Task goal: Copy every one of the records below word for word, line by line, leaving out the pictures.
━━ Records shown ━━
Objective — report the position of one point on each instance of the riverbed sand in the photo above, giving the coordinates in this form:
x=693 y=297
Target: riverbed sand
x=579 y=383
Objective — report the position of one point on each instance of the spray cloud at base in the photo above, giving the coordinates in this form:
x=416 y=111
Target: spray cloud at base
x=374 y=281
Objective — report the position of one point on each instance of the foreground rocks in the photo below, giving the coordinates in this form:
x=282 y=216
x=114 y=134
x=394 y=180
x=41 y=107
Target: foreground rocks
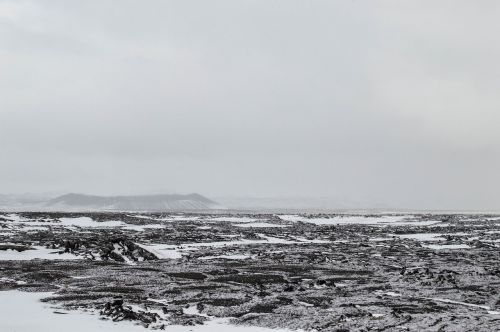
x=413 y=275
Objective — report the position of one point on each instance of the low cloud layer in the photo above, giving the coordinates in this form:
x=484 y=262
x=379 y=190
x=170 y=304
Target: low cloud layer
x=382 y=102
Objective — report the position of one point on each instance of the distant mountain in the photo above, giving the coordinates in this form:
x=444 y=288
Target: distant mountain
x=81 y=202
x=132 y=203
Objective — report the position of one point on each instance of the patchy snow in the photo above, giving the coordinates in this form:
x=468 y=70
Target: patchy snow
x=12 y=217
x=233 y=219
x=172 y=251
x=162 y=251
x=87 y=222
x=446 y=246
x=260 y=224
x=422 y=236
x=17 y=306
x=36 y=253
x=236 y=257
x=485 y=307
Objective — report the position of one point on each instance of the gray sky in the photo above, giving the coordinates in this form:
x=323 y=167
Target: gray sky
x=376 y=101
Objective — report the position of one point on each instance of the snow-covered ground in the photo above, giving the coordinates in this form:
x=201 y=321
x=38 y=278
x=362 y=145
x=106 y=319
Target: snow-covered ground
x=23 y=312
x=36 y=253
x=399 y=220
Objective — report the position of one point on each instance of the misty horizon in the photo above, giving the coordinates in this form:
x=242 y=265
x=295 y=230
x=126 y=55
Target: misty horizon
x=373 y=103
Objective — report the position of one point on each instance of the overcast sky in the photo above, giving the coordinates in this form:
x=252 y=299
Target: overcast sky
x=376 y=101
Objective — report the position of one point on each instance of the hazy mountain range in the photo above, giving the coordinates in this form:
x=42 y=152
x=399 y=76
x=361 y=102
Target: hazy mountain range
x=81 y=202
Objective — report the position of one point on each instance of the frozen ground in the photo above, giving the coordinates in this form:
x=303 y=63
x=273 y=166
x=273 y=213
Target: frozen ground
x=251 y=272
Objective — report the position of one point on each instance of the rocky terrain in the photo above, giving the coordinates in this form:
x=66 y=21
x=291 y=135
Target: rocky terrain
x=298 y=272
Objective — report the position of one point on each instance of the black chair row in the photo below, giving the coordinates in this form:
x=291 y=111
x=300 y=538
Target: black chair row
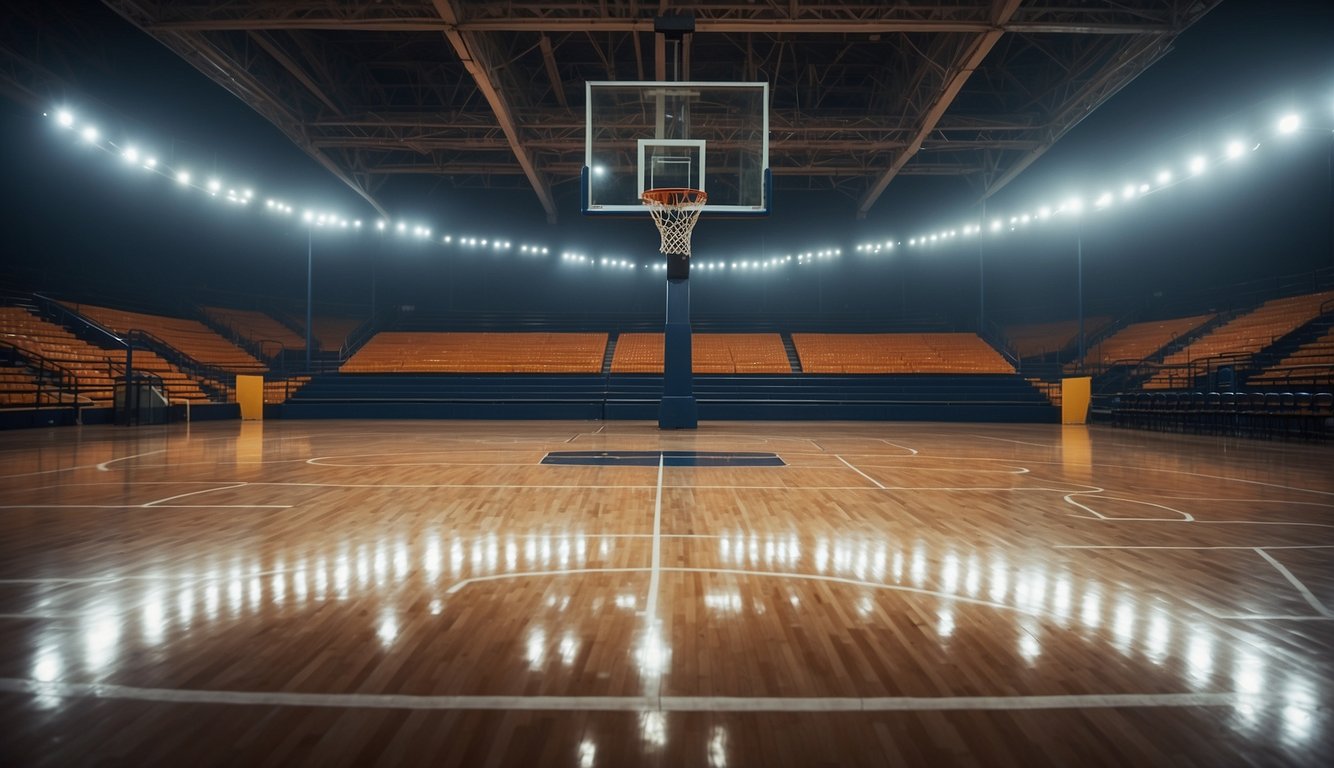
x=1302 y=415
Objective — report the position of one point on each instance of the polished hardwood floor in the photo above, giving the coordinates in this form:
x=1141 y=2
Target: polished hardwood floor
x=428 y=592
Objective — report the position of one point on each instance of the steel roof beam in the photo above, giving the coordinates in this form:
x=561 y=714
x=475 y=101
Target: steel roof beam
x=466 y=46
x=961 y=71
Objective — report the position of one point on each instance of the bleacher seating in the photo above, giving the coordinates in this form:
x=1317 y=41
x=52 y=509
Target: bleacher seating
x=1243 y=335
x=446 y=352
x=1039 y=339
x=898 y=354
x=331 y=331
x=190 y=336
x=92 y=366
x=19 y=388
x=710 y=354
x=258 y=327
x=1309 y=364
x=279 y=390
x=1139 y=340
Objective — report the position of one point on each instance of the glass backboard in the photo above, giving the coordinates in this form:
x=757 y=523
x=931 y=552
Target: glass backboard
x=711 y=136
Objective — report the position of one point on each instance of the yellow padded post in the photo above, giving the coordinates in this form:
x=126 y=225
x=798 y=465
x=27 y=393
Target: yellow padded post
x=1075 y=395
x=250 y=395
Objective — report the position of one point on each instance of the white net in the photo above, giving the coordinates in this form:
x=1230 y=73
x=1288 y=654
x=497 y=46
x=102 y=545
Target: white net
x=675 y=212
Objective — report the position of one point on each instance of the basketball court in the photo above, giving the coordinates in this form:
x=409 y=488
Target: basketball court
x=754 y=594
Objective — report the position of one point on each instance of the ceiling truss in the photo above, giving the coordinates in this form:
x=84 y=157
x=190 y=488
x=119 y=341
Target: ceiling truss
x=490 y=92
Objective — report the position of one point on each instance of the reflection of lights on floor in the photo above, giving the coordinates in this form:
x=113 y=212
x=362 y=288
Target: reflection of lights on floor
x=652 y=726
x=718 y=748
x=587 y=754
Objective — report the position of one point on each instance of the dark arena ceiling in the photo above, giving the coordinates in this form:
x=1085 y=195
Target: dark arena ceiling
x=490 y=94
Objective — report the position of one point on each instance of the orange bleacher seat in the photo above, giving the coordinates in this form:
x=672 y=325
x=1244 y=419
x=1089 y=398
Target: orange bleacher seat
x=444 y=352
x=190 y=336
x=1241 y=336
x=710 y=354
x=898 y=354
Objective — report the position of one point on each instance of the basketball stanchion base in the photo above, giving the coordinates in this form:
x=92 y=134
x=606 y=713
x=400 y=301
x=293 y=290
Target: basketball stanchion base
x=678 y=414
x=675 y=212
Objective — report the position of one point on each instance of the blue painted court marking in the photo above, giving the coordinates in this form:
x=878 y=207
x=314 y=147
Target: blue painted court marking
x=667 y=458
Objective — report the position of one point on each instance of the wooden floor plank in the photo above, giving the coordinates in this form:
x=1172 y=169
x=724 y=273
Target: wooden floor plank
x=366 y=592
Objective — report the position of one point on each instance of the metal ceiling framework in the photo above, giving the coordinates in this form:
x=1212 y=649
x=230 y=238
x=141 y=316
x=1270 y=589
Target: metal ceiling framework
x=491 y=92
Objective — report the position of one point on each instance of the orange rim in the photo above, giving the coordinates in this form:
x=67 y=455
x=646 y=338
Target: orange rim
x=674 y=196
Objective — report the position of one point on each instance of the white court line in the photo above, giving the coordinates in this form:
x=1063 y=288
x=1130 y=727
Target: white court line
x=459 y=586
x=859 y=472
x=624 y=703
x=104 y=466
x=1185 y=516
x=146 y=506
x=463 y=583
x=655 y=680
x=1019 y=442
x=194 y=494
x=1185 y=547
x=1306 y=594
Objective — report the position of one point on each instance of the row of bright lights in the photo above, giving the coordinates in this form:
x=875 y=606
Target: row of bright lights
x=331 y=220
x=1075 y=206
x=773 y=263
x=1071 y=207
x=132 y=155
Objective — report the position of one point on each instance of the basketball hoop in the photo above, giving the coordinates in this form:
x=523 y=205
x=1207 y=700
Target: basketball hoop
x=675 y=212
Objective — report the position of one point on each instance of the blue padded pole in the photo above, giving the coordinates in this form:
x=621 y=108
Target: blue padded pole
x=678 y=408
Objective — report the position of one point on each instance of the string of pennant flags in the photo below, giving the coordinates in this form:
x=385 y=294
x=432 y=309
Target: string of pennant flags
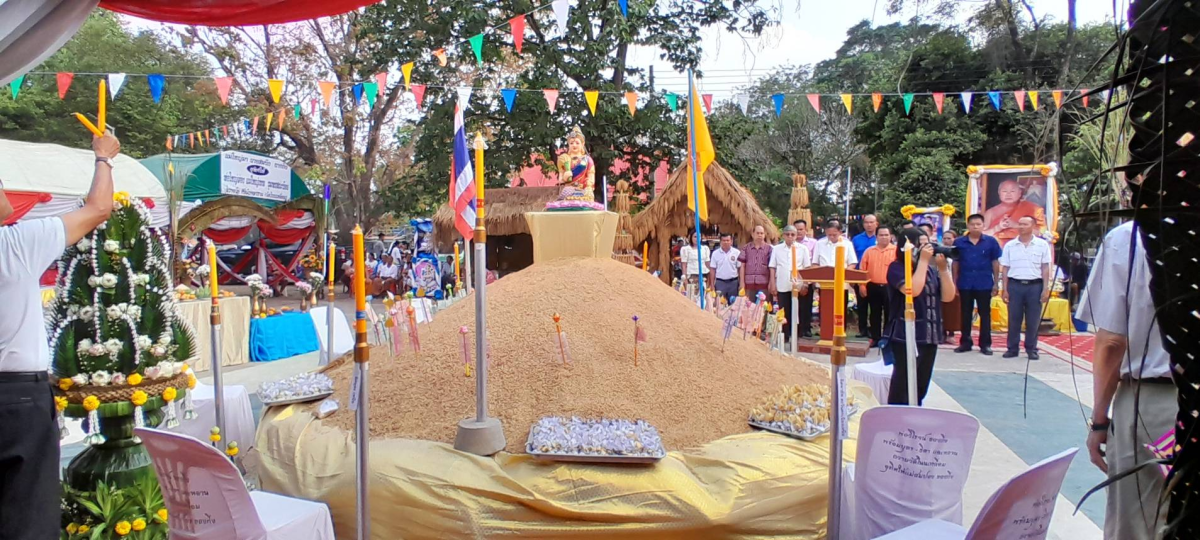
x=376 y=88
━━━
Finished exercise:
Objective — report the position of one point on each instance of the riverbed sand in the photo above, giving the coordinates in this form:
x=693 y=297
Target: riverbed sand
x=579 y=383
Objective — report the position of one point on each instance of the spray cloud at base in the photo above, giving the coordinates in this form:
x=416 y=111
Target: spray cloud at base
x=374 y=281
Objective — report the position of one point on each instance of the foreground rocks in the photo below, giving the coordinates in this form:
x=282 y=216
x=114 y=134
x=394 y=180
x=41 y=107
Target: foreground rocks
x=413 y=275
Objective — report the position of one point on each instance of the low cloud layer in the photo above, giving the coordinates in this form:
x=484 y=262
x=379 y=190
x=170 y=304
Target: low cloud layer
x=382 y=102
Objective — report the position of one point on each instance of the distant mountain in the photo above, giving the coordinates in this form:
x=444 y=288
Target: distant mountain
x=81 y=202
x=132 y=203
Objective — report the position of one point on each instance of the patchy snow in the photo above, giving the coordinates in this form:
x=468 y=70
Target: patchy snow
x=12 y=217
x=233 y=219
x=172 y=251
x=162 y=251
x=87 y=222
x=446 y=246
x=260 y=224
x=422 y=236
x=17 y=306
x=36 y=253
x=236 y=257
x=485 y=307
Objective — report the position of one point on each instance of the gray sky in the photo above, giving the coordinates in this form:
x=323 y=167
Target: gray sky
x=376 y=101
Objective — report the position of one point on each instance of the snow-covered ground in the photo above, giving the coordinates in this form:
x=201 y=321
x=38 y=278
x=362 y=145
x=106 y=319
Target: snow-covered ground
x=23 y=312
x=36 y=253
x=399 y=220
Objective — report the position of one point on each instance of the misty horizon in the photo above, giving the coordinates in this form:
x=242 y=265
x=295 y=230
x=126 y=55
Target: misty horizon
x=373 y=103
Objective — report the position of one point on each instance of the overcast sky in the photo above, giving the coordinates in this form:
x=252 y=299
Target: overcast sky
x=376 y=101
Objective — report the position of one point on each instance of the hazy mountain range in the photo above, giving the coordinates in this form:
x=42 y=152
x=399 y=76
x=361 y=102
Target: hazy mountain range
x=81 y=202
Objective — report the position of one point on each instance of the frozen ground in the photo above, giving the coordinates in this form:
x=303 y=63
x=273 y=166
x=273 y=213
Target: frozen ground
x=251 y=272
Objective — report the position of one point on each instance of the rocky terrain in the photo above, giving the coordinates in this form:
x=66 y=21
x=291 y=135
Target: rocky terrain
x=298 y=272
Objective — report the position of one point on each instance of the black chair row in the photo below, giving the coordinates in this form:
x=291 y=111
x=300 y=538
Target: black chair row
x=1302 y=415
Objective — report the position of one point on each instance of the polished hardwood floor in the photo above, giving the coordinates in this form:
x=1141 y=2
Target: polished hardwood floor
x=428 y=592
Objective — report the position of one point on each instance of the steel roof beam in the photo above, giving the coordinates in this form:
x=561 y=714
x=475 y=101
Target: steel roof beam
x=466 y=46
x=961 y=71
Objective — report the position of one point on each instance of the bleacher seating in the photo above, giving the coordinates in this form:
x=1317 y=41
x=52 y=509
Target: bleacher seating
x=1243 y=335
x=446 y=352
x=1039 y=339
x=898 y=354
x=331 y=331
x=190 y=336
x=92 y=366
x=19 y=388
x=710 y=354
x=258 y=327
x=1309 y=364
x=279 y=390
x=1139 y=340
Objective — report the position of one point on each instance of the glass backboard in the photo above, giving the coordinates in this form:
x=757 y=523
x=931 y=552
Target: glass backboard
x=711 y=136
Objective — report the position of one point on each instance of the yellow padded post in the photo above, giving the coordinates in this form:
x=126 y=225
x=798 y=465
x=27 y=393
Target: yellow padded post
x=1075 y=395
x=250 y=395
Objective — report the position of one point on each instance of the white net in the photo above, giving the coordinates in this form:
x=1230 y=73
x=1288 y=654
x=497 y=46
x=102 y=545
Target: white net
x=675 y=212
Objective — report the position of one point on each instance of the basketball court in the photo above, giving the coordinates in this form:
x=409 y=488
Target: basketball court
x=754 y=594
Objective — report the position of one point on each instance of the ceiling truss in the photo above, giving the coordinates in this form:
x=84 y=157
x=190 y=488
x=119 y=341
Target: ceiling truss
x=490 y=92
Objective — report the position of one point on each instance of the reflection of lights on floor in the photo above, giving the coordinates in this form:
x=113 y=212
x=362 y=288
Target: reflection of lights on floor
x=652 y=726
x=718 y=748
x=587 y=754
Objective — report the position of one point on each instance of the dark arena ceiling in the photo above, giving the coordinates in this form:
x=1085 y=195
Target: dark arena ceiling
x=490 y=94
Objective — report the position of one point on each instance of the orange bleacher seat in the photo above, giving the coordinates in this form:
x=672 y=325
x=1244 y=419
x=1089 y=398
Target: orange bleacher seat
x=444 y=352
x=190 y=336
x=1241 y=336
x=710 y=354
x=898 y=354
Objective — report the position of one point on each instance of the basketball stanchion base in the photo above, giving the coordinates in this form:
x=92 y=134
x=606 y=713
x=400 y=301
x=293 y=290
Target: basketball stanchion base
x=678 y=414
x=675 y=212
Objective — report the position of one point on each instance of the blue painted court marking in the photo above, giving the coordinates in this form:
x=878 y=207
x=314 y=147
Target: blue painted court marking
x=667 y=458
Objective — report the position of one point on each instance of the wooden floor plank in the photo above, giving the coordinates in this form:
x=1172 y=169
x=724 y=273
Target: wooden floor plank
x=366 y=592
Objective — report the position of one point on each instance of the metal ceiling framework in the photo above, giving the coordinates in this form:
x=1212 y=649
x=230 y=238
x=141 y=316
x=1270 y=589
Target: metal ceiling framework
x=491 y=92
Objective — report the position of one point on each instance of the orange rim in the photo above, giving the coordinates in this form:
x=67 y=455
x=646 y=338
Target: orange rim
x=674 y=196
Objective — report the position of one point on each instance of the white court line in the photo above, giving the coordinates in this form:
x=1063 y=288
x=1130 y=727
Target: white court line
x=459 y=586
x=859 y=472
x=624 y=703
x=104 y=466
x=1185 y=516
x=146 y=506
x=463 y=583
x=655 y=680
x=1019 y=442
x=194 y=494
x=1185 y=547
x=1306 y=594
Objective — report the position of one point on each instance of the row of bright lights in the photo above, giving the coordinates in this form:
x=875 y=606
Target: row of bright lights
x=331 y=220
x=1075 y=206
x=773 y=263
x=1071 y=207
x=132 y=155
Objective — report the position of one point on each instance of the basketball hoop in the photo above, giving the coordinates in this form:
x=523 y=205
x=1207 y=700
Target: basketball hoop
x=675 y=212
Objective — report the position of one point on each instance of the blue padded pole in the photo above, giving the coordinates in this form:
x=621 y=108
Target: blue padded pole
x=678 y=408
Objective — report the position of one point on each instance of the string of pennant flags in the photo below, giving the coordinates in this form:
x=385 y=294
x=432 y=309
Target: string of pennant flags
x=376 y=88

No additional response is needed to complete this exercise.